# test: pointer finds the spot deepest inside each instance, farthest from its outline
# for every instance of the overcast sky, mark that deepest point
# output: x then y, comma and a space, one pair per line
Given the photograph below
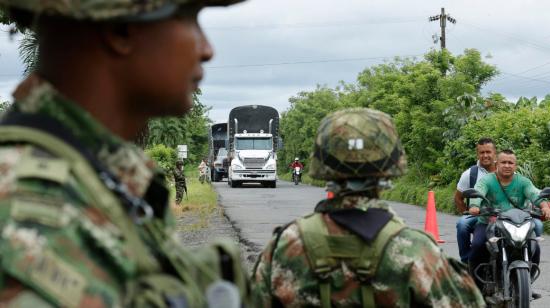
268, 51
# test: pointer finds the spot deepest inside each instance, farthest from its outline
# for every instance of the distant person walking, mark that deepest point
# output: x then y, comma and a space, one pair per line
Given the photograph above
179, 181
203, 171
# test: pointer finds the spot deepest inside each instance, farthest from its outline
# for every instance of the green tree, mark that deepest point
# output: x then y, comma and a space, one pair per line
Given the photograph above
190, 129
299, 123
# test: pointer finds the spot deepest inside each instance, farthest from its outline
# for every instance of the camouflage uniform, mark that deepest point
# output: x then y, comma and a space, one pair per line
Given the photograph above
411, 270
180, 183
69, 234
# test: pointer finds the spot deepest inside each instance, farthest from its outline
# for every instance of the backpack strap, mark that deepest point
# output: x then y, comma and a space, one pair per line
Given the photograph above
325, 252
473, 175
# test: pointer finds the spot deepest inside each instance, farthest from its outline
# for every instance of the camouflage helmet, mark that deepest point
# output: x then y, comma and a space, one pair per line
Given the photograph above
357, 143
109, 10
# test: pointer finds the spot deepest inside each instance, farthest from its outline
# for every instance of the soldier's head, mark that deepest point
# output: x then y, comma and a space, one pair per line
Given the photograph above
356, 151
151, 50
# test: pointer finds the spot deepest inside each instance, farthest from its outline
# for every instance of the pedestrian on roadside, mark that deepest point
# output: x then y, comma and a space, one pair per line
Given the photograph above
85, 218
203, 171
486, 163
354, 251
179, 181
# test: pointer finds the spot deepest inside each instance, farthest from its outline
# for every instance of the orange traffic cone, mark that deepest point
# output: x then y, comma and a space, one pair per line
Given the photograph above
430, 226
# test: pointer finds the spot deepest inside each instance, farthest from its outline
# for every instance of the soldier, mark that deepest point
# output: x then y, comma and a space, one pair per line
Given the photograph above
179, 181
353, 251
84, 214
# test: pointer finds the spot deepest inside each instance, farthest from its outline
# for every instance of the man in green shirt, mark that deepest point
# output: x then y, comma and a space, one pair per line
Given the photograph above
506, 190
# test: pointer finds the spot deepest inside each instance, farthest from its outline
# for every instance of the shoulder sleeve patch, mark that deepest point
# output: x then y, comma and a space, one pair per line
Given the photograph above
53, 215
55, 170
26, 257
58, 279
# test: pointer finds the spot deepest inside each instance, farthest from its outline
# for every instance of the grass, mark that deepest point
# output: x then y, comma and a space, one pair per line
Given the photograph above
201, 202
413, 190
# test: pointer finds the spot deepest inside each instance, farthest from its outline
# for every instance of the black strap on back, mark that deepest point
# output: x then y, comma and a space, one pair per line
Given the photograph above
504, 191
473, 175
365, 224
138, 208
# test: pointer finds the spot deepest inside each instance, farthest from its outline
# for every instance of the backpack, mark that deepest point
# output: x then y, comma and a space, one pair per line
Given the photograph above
326, 252
473, 175
210, 275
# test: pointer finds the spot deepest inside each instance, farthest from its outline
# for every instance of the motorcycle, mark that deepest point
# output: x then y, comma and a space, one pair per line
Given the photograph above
297, 175
511, 241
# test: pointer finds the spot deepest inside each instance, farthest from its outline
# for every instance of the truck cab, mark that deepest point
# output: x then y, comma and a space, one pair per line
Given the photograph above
254, 160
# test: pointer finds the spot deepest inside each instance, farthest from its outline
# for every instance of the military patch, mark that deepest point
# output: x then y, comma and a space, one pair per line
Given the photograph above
58, 278
55, 170
46, 214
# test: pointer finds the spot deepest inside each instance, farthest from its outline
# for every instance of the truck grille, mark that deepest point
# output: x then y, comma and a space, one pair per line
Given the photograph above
254, 163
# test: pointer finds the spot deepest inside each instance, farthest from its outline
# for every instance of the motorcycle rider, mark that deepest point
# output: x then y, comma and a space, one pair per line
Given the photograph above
353, 249
505, 190
294, 164
486, 163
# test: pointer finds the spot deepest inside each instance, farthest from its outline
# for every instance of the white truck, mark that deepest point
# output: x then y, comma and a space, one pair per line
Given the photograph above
253, 136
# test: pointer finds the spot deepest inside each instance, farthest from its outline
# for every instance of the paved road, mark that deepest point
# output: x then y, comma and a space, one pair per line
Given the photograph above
255, 211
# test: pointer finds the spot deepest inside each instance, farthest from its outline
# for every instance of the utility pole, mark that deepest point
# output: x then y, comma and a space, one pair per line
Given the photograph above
443, 18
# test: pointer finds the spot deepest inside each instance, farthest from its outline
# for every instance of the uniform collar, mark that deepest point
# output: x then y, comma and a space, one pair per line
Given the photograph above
125, 160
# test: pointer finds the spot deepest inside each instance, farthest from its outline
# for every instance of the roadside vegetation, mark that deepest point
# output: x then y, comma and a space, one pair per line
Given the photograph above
200, 204
440, 112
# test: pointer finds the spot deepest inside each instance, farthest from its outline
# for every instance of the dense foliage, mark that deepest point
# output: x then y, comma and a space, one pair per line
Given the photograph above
190, 129
163, 155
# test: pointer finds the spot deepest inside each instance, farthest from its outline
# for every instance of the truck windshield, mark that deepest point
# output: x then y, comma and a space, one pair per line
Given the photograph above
253, 144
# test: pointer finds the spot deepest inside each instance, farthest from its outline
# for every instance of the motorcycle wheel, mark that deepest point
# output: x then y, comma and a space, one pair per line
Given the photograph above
520, 288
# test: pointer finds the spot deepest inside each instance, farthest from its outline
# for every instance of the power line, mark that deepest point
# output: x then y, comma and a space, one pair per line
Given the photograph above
310, 62
312, 25
510, 36
443, 18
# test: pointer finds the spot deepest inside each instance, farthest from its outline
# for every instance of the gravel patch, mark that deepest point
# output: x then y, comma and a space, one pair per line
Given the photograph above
197, 233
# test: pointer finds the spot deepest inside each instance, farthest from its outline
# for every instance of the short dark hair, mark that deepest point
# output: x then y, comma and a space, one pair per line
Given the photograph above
485, 140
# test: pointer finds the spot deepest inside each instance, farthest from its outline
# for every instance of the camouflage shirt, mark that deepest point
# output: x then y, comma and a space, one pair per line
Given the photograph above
58, 246
413, 271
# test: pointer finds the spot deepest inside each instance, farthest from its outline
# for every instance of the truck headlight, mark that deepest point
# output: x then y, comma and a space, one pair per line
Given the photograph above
518, 234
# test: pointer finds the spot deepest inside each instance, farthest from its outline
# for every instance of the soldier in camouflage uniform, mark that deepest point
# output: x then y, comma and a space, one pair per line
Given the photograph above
179, 181
84, 215
353, 251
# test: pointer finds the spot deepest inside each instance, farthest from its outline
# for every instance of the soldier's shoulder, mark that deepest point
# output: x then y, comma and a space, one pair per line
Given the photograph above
50, 240
410, 244
27, 167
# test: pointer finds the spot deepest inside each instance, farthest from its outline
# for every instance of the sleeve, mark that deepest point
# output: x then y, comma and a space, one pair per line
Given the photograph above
481, 186
531, 192
464, 182
15, 294
261, 277
436, 280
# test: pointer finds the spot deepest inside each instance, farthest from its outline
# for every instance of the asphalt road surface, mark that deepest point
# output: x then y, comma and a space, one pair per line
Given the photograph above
255, 211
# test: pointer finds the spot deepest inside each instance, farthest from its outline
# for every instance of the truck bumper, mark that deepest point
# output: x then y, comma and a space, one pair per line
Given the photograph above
254, 175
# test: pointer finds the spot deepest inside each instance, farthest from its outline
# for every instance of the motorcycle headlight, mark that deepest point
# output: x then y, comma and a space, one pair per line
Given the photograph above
518, 234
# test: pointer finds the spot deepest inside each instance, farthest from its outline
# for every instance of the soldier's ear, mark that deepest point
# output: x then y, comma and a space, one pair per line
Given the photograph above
118, 38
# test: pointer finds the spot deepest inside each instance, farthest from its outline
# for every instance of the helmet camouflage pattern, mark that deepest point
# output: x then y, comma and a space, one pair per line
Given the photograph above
357, 143
106, 10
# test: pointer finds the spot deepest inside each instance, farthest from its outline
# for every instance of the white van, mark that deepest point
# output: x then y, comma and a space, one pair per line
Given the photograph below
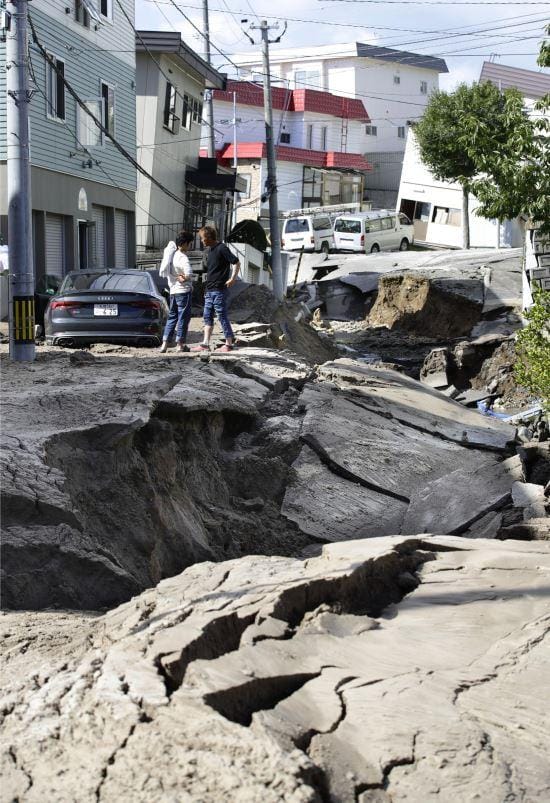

_ _ _

Goal of the exercise.
Count the lines of the material above that contain the word "uniform" and give only that number.

Finished task.
3